- _할 일 A_:
다음 (i), (ii), (iii)이 잡음음성인식 논문 초록의 내용과 맞는지 각각 예나 아니요로 답하고, 판단 근거가 되는 초록의 구절을 그대로 인용하세요.
(i) 기준 HMM은 모델결합 방식 대신 잡음음성으로 직접 훈련해서 만든다.
(ii) Jacobian 행렬을 추정할 때 Baum-Welch 알고리듬은 인식 과정에서 쓰인다.
(iii) 저자의 소속은 계명대학교 전자공학과이다.

잡음음성인식을 위한 데이터 기반의 Jacobian 적응방식

A Data-Driven Jacobian Adaptation Method for the Noisy Speech Recognition

  • 정용주 (계명대학교 전자공학과)
  • 발행 : 2006.05.01

초록

본 논문에서는 잡음음성인식을 위한 데이터 기반의 향상된 Jacobian 적응 방식을 제안하였다. Jacobian 적응에서 필요로 하는 기준 HMM을 구성하기 위해서 기존에 주로 사용되던 모델결합 방식을 사용하는 대신에 잡음음성을 이용하여 직접 훈련하는 방식을 제안하였다. 이렇게 함으로서 기존의 방법에 비해서 잡음에 의한 음향모델의 변이를 보다 잘 처리할 수 있을 것으로 생각된다 제안된 방법에서는 Jacobian 행렬의 추정을 위해서 훈련과정에서 Baum-Welch 알고리듬을 사용하였다. 잡음음성에 대한 인식실험을 통해서 제안된 방식이 기존의 Jacobian 적응 방식 뿐 만 아니라 다른 형태의 모델적응 방식들에 비해서도 우수한 성능을 보임을 알 수 있었다.

In this paper a data-driven method to improve the performance of the Jacobian adaptation (JA) for the noisy speech recognition is proposed. In stead of constructing the reference HMM by using the model composition method like the parallel model combination (PMC), we propose to train the reference HMM directly with the noisy speech. This was motivated from the idea that the directly trained reference HMM will model the acoustical variations due to the noise better than the composite HMM. For the estimation of the Jacobian matrices, the Baum-Welch algorithm is employed during the training. The recognition experiments have been done to show the improved performance of the proposed method over the Jacobian adaptation as well as other model compensation methods.

- _주어진 자료_:
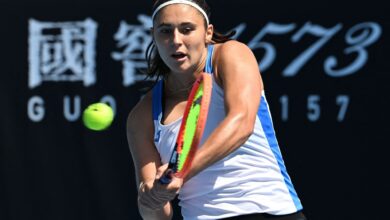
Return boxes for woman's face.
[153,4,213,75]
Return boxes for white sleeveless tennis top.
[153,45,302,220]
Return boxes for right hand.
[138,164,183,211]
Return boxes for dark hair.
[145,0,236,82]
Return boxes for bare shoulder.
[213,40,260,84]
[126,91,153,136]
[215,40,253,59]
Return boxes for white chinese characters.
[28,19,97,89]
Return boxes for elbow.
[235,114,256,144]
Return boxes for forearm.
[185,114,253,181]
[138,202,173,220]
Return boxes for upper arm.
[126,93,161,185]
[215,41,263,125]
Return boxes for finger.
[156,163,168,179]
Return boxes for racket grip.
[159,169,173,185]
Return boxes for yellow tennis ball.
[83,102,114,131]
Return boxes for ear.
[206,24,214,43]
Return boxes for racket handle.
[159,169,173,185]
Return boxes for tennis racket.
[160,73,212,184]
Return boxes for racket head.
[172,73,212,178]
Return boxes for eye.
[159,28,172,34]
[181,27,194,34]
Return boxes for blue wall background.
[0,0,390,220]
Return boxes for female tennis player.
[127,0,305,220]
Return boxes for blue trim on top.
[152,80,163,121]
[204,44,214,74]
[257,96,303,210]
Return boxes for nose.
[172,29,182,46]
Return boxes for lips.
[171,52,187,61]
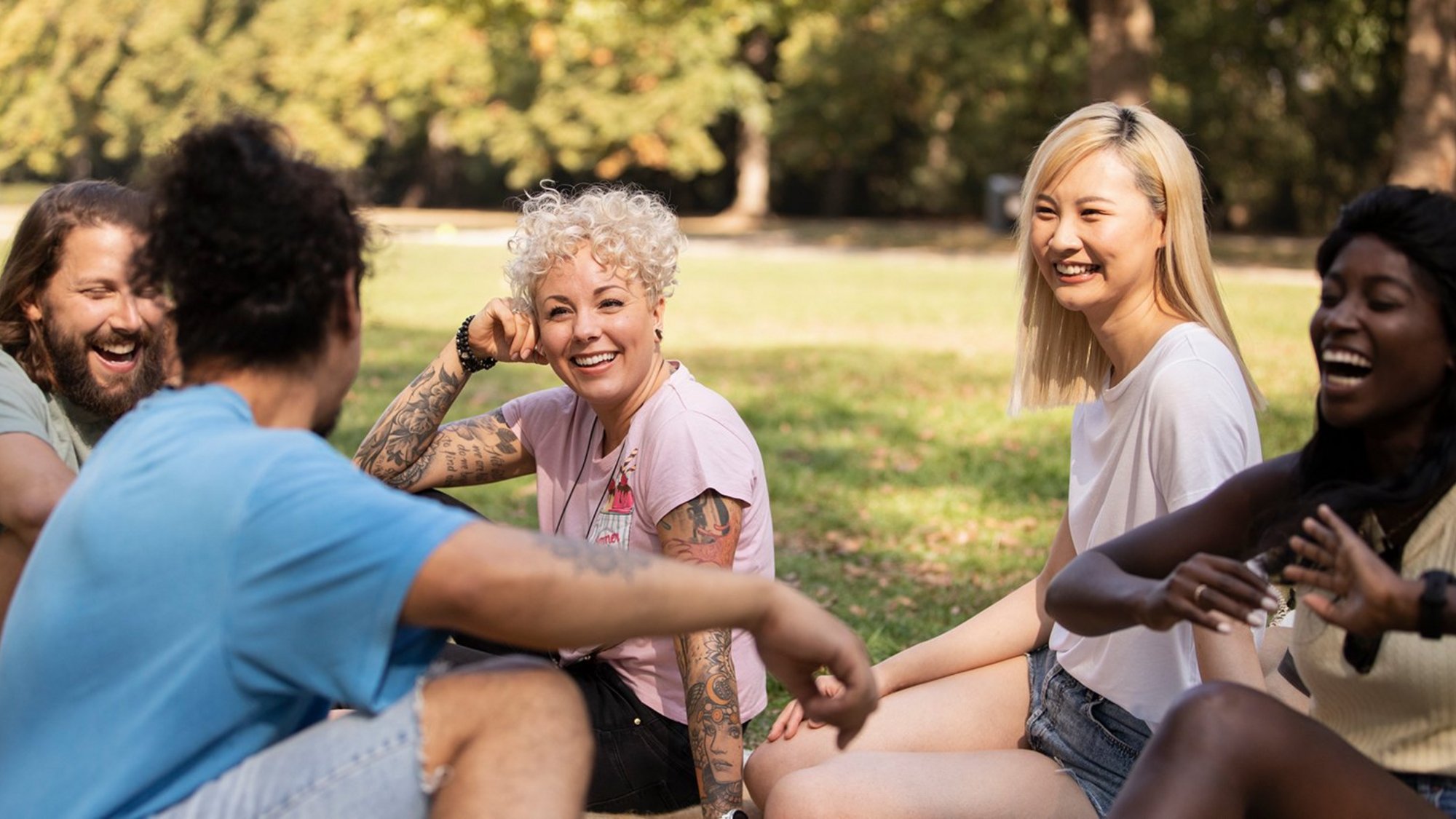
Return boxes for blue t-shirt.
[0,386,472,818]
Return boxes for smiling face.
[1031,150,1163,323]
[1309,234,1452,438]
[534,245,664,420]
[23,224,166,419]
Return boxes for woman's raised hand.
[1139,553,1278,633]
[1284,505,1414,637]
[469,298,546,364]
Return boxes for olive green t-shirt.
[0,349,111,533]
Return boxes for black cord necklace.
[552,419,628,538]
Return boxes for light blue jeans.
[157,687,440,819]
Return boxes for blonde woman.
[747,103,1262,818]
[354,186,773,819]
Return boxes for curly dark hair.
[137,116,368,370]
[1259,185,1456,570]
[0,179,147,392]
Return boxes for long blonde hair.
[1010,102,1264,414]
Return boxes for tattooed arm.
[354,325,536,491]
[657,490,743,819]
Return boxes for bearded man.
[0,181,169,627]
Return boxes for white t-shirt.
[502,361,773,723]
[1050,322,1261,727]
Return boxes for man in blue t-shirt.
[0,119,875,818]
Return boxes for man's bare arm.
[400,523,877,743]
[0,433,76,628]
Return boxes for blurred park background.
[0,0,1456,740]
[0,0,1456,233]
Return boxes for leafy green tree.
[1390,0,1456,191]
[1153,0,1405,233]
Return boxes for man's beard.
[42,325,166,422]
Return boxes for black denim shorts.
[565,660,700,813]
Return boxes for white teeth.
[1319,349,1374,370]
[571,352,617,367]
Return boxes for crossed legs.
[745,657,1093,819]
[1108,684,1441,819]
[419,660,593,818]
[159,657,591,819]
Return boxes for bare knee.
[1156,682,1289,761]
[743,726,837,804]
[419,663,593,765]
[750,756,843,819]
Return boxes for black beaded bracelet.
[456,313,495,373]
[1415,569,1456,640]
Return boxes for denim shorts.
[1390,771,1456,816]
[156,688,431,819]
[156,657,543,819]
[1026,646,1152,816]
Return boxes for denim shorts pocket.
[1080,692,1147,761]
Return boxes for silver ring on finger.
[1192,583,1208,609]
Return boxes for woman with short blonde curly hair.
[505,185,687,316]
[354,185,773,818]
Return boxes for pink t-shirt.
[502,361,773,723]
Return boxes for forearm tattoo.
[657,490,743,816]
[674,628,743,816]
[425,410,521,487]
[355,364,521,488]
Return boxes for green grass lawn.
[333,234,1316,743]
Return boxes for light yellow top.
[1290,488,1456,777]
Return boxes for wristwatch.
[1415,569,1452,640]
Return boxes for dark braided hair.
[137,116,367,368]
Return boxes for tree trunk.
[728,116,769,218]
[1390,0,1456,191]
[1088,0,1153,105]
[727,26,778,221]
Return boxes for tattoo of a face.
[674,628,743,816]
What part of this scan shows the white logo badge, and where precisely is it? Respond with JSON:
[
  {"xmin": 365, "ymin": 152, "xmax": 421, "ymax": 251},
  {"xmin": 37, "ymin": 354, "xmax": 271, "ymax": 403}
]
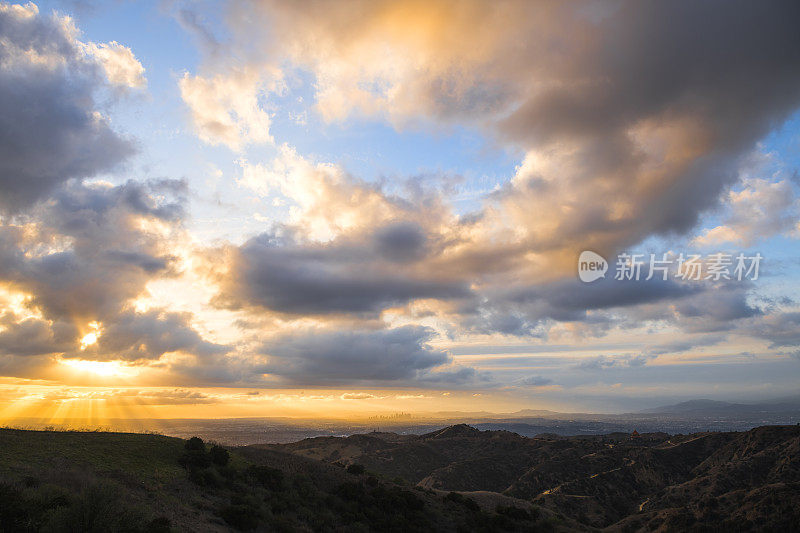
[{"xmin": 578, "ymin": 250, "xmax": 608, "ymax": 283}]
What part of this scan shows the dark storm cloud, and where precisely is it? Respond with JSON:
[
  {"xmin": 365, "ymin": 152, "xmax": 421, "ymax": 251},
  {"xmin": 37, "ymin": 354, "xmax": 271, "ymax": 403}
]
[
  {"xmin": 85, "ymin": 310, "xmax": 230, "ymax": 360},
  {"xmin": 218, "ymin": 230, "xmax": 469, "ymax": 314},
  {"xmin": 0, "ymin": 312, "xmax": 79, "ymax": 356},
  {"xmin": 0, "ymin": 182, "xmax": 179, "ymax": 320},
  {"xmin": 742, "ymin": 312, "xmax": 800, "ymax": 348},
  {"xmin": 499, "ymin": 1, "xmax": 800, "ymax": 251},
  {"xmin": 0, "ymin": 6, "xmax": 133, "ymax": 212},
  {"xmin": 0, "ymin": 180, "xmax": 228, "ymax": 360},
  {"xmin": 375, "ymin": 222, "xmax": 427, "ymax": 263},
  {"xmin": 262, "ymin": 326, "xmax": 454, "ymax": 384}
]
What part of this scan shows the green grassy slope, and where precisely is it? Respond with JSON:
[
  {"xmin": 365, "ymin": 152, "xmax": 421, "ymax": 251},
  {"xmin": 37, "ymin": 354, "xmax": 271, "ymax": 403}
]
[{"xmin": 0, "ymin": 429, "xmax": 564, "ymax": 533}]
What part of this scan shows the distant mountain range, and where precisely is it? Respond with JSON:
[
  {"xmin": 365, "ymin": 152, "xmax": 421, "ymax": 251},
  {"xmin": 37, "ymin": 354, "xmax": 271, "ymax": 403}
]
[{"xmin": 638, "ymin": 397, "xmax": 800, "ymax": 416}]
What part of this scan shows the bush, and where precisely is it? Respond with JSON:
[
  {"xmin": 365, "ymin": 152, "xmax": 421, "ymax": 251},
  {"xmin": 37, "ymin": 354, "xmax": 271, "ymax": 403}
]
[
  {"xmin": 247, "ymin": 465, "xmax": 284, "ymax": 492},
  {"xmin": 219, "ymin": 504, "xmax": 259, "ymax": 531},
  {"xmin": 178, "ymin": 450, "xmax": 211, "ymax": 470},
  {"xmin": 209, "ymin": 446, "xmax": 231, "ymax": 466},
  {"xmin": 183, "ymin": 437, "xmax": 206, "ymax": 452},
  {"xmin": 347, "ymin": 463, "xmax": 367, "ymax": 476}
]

- _할 일 B_:
기록에서 "Return boxes for man in blue t-shirt." 문구가 있는 줄부터 "[571,352,617,367]" 문구가 있는 줄까지, 두 줄을 포함해 요청 줄과 함께 다시 적고 이 줄들만 쓰세요. 이때 답에 있는 상자 좌표의 모든 숫자에 54를 더해 옮기세요.

- _작성한 답 A_:
(i) 예: "기존에 주로 사용되던 모델결합 방식을 사용하는 대신에 잡음음성을 이용하여 직접 훈련하는 방식을 제안하였다"
(ii) 아니요: "Jacobian 행렬의 추정을 위해서 훈련과정에서 Baum-Welch 알고리듬을 사용하였다"
(iii) 예: "정용주 (계명대학교 전자공학과)"

- _작성한 답 B_:
Return boxes for man in blue t-shirt.
[54,173,929,872]
Return boxes for man's bare arm.
[454,577,931,797]
[54,487,130,682]
Return boxes for blurred park background.
[54,54,1510,794]
[54,54,1510,287]
Return boxes for leafy green tree.
[1444,54,1510,245]
[1207,54,1459,287]
Return boxes for man's beard.
[96,379,220,476]
Return boxes for black denim shorts.
[619,714,754,867]
Return boxes for white teeth.
[1373,403,1428,424]
[625,406,671,421]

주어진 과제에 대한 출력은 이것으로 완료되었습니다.